§ **READING PASSAGE**:
A sophisticated search engine that provides semantic search capabilities over academic papers, combining the power of Latent Semantic Indexing (LSI) with modern BERT-based neural language models to address synonymy and polysemy challenges in scholarly literature retrieval.

Latent Semantic Index SearchEngine

This search engine implements a hybrid two-stage architecture that combines field-weighted Latent Semantic Indexing (LSI) with BERT-based neural language models.

  • Stage 1 (Document Processing) uses field-weighted LSI enhanced with KeyBERT keyword extraction for efficient candidate selection, applying higher weights to:

    • Keywords (3.0x),

    • document titles (3.0x) and

    • abstracts (1.5x)

§ **TASK GOAL**: Reproduce the full search engine description above word for word.

§ **RECORD SET**:
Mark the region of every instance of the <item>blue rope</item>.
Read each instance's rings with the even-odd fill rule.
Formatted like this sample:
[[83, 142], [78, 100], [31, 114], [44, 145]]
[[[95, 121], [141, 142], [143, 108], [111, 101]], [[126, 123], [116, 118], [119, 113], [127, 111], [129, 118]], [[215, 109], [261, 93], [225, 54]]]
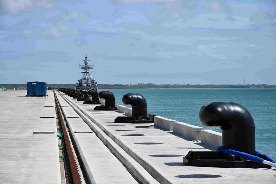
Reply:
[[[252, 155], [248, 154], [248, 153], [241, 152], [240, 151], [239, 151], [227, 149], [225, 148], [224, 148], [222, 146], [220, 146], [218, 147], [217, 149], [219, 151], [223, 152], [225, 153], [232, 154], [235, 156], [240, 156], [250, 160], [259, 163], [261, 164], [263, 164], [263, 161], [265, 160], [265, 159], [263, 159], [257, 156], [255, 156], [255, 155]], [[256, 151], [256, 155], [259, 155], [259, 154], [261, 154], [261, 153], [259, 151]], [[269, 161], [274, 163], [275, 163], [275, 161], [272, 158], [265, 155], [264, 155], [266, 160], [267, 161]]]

---

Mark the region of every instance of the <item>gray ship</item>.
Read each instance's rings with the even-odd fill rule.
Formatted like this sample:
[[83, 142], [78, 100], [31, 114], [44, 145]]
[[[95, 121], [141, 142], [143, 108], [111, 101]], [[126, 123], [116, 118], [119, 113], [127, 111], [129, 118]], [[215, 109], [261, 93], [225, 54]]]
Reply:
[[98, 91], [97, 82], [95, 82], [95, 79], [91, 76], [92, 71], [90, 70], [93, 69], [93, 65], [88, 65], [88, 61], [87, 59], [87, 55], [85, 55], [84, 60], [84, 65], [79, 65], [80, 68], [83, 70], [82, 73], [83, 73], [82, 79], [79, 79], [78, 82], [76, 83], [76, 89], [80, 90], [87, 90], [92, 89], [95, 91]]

--

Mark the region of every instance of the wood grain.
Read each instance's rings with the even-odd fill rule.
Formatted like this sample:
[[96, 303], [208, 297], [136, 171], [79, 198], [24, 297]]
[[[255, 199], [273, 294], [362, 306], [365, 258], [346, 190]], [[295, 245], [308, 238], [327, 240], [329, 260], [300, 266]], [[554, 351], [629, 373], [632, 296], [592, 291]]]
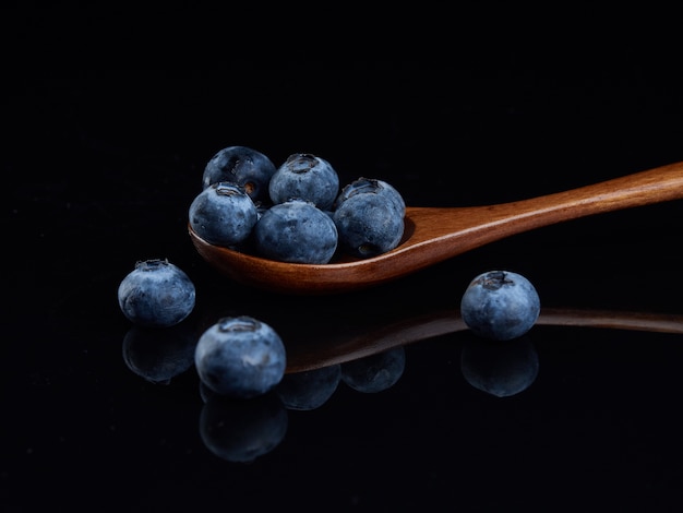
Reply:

§ **EXPECTED OUTPUT**:
A sophisticated search engine that provides semantic search capabilities over academic papers, combining the power of Latent Semantic Indexing (LSI) with modern BERT-based neural language models to address synonymy and polysemy challenges in scholarly literature retrieval.

Latent Semantic Index SearchEngine

This search engine implements a hybrid two-stage architecture that combines field-weighted Latent Semantic Indexing (LSI) with BERT-based neural language models.

  • Stage 1 (Document Processing) uses field-weighted LSI enhanced with KeyBERT keyword extraction for efficient candidate selection, applying higher weights to:

    • Keywords (3.0x),

    • document titles (3.0x) and

    • abstracts (1.5x)